The required output consists solely of the lines from the line containing "For every instance of the paved" through the end of the records, copied exactly.
—————
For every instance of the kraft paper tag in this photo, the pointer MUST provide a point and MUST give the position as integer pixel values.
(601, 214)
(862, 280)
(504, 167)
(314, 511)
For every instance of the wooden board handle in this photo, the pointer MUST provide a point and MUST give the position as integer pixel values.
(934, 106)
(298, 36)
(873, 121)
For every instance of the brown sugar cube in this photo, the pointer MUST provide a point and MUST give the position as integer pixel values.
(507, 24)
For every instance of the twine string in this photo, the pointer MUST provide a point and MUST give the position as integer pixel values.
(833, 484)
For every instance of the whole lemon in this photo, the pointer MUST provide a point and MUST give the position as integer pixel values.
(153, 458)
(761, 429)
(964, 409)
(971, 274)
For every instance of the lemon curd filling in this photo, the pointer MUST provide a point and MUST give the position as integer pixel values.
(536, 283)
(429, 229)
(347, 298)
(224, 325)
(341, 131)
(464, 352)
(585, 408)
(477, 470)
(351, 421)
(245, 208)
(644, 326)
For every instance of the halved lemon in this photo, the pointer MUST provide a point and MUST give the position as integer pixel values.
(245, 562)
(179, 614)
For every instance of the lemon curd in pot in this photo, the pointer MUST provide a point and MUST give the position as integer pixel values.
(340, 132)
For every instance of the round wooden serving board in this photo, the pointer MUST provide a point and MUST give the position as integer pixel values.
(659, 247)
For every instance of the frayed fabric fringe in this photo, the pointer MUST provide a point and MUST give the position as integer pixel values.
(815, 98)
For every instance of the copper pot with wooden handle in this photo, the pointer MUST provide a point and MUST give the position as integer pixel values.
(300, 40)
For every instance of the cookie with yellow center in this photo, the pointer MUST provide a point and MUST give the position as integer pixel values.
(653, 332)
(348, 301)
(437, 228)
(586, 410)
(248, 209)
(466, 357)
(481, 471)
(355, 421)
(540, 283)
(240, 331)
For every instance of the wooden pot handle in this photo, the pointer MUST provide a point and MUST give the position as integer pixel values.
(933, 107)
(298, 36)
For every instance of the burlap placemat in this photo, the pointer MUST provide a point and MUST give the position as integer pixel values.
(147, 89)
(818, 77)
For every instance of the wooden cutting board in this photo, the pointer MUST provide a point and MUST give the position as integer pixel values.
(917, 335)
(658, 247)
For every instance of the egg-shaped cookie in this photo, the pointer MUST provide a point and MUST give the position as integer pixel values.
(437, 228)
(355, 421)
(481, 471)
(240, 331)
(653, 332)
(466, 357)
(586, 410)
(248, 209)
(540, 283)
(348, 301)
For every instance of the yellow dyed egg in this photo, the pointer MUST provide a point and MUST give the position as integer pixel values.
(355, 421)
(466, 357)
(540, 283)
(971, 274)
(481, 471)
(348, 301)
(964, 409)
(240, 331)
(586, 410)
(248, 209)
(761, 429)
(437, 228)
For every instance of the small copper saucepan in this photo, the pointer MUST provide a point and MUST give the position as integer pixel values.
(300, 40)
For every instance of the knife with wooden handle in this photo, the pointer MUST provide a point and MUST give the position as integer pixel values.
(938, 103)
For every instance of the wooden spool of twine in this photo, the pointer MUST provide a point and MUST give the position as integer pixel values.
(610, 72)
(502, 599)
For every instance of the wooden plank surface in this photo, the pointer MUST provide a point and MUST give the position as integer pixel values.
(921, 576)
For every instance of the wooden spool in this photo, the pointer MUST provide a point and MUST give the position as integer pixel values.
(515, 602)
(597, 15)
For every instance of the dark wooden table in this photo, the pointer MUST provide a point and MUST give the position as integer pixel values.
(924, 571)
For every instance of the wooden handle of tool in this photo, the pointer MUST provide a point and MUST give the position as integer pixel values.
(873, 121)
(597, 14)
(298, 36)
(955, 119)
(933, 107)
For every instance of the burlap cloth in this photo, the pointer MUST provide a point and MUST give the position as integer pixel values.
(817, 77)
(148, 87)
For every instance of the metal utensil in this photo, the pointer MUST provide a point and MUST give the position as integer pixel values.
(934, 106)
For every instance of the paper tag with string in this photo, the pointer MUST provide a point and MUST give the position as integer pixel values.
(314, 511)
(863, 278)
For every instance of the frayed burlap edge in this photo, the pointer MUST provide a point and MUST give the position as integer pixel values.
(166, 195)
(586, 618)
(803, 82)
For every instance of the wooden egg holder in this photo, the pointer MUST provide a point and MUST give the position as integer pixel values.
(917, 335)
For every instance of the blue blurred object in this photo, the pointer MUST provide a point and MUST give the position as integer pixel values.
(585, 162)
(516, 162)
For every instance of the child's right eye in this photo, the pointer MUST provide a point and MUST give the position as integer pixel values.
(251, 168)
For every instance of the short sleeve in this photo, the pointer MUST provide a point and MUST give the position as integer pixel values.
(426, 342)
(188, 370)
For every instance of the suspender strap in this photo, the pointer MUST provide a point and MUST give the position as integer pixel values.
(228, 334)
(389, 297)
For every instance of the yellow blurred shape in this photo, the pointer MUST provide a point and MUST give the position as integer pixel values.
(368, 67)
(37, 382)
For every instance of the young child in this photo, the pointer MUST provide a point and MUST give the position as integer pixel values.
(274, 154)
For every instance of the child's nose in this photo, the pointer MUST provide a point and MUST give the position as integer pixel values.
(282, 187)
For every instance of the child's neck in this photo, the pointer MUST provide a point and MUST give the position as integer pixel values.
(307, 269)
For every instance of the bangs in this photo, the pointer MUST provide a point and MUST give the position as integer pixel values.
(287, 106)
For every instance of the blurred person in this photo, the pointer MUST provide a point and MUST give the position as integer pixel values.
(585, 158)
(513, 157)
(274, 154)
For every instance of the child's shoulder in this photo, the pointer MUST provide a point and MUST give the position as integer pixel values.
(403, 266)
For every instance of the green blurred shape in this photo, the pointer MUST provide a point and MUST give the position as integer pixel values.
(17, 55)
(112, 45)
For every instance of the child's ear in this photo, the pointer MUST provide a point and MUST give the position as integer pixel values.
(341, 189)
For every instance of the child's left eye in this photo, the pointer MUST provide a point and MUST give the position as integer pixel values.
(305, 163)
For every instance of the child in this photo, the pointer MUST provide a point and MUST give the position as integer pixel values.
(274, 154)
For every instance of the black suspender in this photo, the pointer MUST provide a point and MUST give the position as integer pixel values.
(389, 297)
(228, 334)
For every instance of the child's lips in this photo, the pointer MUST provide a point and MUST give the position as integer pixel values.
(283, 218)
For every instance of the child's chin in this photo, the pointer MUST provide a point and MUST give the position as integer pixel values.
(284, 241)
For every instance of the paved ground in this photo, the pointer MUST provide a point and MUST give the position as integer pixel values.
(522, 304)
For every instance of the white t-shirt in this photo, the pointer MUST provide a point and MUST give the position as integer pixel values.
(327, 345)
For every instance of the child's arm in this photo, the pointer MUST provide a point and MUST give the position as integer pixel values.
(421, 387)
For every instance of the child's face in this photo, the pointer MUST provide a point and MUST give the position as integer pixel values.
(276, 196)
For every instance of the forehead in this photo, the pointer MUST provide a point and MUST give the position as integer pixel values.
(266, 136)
—————
Response to this exercise |
For every instance of the paved ground in this photo, the pointer MUST provide a point and MUST give the position as integer pixel values.
(522, 304)
For every instance of the white t-shirt in this photo, the pointer MUST provide a point and MUST give the position as integer pixel values.
(327, 345)
For every instance of the child's arm in this photo, the pointer MUST provide a point and MUST give the position as integer pixel values.
(421, 387)
For every instance of the child's face in this photo, the pointer MUST provide a point and MUST give the position as integer pixel values.
(276, 196)
For every instance of the forehead in this photo, the pointer MUST provide a point and MUST give the position as integer pixel values.
(266, 136)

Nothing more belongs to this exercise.